**Text passage:**
▬▬▬
State Democratic Sen. Zellnor Myrie says he and his colleagues Wednesday night passed legislation to revise and extend New York’s eviction moratorium.
The senator, who represents the 20th Senate District in Central Brooklyn, told constituents in an email message that newly-installed governor, Kathy Hochul, convened a special session of the Legislature to consider extending the moratorium, which had been set to expire on Aug. 31.
Myrie, whose grand-mother hailed from Jamaica, said the new moratorium will be in effect through Jan. 15, 2022.
“Tenants may stay an eviction proceeding by filing a Hardship Declaration Form with their landlord or with the court,” he said. “Landlords will have the opportunity to challenge a tenant’s hardship declaration in court.”
The senator said landlords may also file a similar form to prevent foreclosures or liens on their property, if they are facing financial hardship, due to nonpayment of rent.
“Banks and lien holders will have the opportunity to challenge landlords’ hardship declaration forms, as well,” Myrie said.
He said other legislation passed in the State Senate on Wednesday extends the Tenant Safe Harbor Act, adds new funding for legal services for tenants facing evictions, and increases funding available to landlords who would not otherwise qualify for the Emergency Rental Assistance Program (ERAP).
▬▬▬
Free-text object descriptions
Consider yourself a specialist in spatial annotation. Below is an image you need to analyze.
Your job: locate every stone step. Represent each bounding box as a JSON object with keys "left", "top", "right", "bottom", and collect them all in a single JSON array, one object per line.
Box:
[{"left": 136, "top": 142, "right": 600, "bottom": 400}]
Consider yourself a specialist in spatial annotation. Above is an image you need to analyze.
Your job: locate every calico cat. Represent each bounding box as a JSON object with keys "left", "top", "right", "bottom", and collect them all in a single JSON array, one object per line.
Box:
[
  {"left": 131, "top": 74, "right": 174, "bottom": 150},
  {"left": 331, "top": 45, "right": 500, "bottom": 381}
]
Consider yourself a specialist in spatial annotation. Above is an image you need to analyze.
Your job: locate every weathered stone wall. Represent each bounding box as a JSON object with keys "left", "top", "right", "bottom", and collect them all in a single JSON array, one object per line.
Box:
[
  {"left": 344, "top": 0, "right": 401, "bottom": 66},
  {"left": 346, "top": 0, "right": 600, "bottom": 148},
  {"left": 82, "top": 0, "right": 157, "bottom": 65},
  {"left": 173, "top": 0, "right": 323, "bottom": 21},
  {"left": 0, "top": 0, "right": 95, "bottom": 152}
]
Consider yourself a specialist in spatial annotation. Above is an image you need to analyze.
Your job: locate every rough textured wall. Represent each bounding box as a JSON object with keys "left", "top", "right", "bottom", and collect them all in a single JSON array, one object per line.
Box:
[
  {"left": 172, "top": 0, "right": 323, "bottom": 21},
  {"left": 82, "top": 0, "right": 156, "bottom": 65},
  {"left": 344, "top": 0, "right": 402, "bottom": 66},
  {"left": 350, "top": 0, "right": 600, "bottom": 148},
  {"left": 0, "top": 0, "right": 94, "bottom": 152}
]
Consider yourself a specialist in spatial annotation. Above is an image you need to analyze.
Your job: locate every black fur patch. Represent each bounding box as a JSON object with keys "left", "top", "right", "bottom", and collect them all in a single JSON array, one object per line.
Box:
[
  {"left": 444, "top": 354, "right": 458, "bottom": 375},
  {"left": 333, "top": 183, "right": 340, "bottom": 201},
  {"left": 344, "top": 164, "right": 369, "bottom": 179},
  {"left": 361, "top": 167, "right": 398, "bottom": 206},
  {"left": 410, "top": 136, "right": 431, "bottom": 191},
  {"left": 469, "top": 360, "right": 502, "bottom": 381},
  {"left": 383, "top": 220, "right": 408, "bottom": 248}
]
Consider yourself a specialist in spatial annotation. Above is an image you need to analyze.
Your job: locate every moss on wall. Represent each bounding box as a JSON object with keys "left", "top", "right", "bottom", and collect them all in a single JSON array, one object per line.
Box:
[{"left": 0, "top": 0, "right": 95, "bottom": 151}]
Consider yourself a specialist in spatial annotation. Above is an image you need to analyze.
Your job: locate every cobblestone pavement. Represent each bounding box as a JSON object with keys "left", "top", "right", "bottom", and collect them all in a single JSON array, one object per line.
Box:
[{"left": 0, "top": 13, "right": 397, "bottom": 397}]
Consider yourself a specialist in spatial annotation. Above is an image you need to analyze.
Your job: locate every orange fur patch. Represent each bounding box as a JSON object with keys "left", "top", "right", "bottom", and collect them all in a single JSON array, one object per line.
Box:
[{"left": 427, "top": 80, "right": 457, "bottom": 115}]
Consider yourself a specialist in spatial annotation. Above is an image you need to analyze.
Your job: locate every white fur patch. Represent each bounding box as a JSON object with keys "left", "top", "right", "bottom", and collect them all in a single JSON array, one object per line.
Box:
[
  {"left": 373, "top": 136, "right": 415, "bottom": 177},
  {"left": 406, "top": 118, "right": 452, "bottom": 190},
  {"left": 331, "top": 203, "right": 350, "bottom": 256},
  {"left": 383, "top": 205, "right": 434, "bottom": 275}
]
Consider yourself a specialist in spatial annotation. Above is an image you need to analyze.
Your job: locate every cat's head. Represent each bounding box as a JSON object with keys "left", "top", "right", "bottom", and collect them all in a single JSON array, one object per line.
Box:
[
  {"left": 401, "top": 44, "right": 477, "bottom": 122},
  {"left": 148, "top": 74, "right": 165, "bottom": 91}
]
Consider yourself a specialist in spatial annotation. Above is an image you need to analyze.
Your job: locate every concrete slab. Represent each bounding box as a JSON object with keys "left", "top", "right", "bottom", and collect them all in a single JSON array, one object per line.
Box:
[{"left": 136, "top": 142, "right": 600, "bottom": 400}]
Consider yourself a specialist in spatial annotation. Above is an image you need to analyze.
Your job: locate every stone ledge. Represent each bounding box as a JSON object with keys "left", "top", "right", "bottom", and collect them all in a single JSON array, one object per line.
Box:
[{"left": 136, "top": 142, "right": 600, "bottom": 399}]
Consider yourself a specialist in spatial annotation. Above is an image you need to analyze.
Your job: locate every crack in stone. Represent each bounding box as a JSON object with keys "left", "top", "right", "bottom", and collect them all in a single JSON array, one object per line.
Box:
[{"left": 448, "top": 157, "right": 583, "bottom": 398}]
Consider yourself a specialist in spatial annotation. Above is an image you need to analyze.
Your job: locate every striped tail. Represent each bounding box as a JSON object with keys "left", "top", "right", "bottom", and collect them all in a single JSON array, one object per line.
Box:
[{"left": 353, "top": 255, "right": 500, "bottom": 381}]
▬▬▬
**Tasks for this exercise:**
[a] Summarize the article on New York's eviction moratorium in two sentences.
[b] Carry the article on New York's eviction moratorium forward from its last sentence.

**Answers for this exercise:**
[a] State Sen. Zellnor Myrie says the Legislature, in a special session convened by Gov. Kathy Hochul, passed legislation extending New York's eviction moratorium, which had been set to expire on Aug. 31, through Jan. 15, 2022. Tenants may stay eviction proceedings by filing a Hardship Declaration Form, landlords facing hardship may file a similar form against foreclosures or liens, and other Senate legislation extends the Tenant Safe Harbor Act, adds funding for tenants' legal services, and increases funding for landlords who would not otherwise qualify for ERAP.

[b]
“Today’s actions were a necessary step to protect vulnerable tenants facing eviction, and provides assistance to landlords facing financial difficulty, as well,” Myrie said. “I have been clear that, during this pandemic, allowing people to remain in their homes is an economic necessity and a public health imperative.
“I believe this legislation strikes the right balance and will allow us to avoid a tidal wave of evictions that would exacerbate our housing crisis, drive up homelessness, and, in turn, worsen the pandemic,” he added.
In the meantime, Myrie urged tenants and landlords facing financial hardship to apply for ERAP.
“In these difficult times, we must not and will not turn our backs on our neighbors facing financial hardships,” he assured. “Please reach out to our office if we can be of service with a housing issue or any other matter.”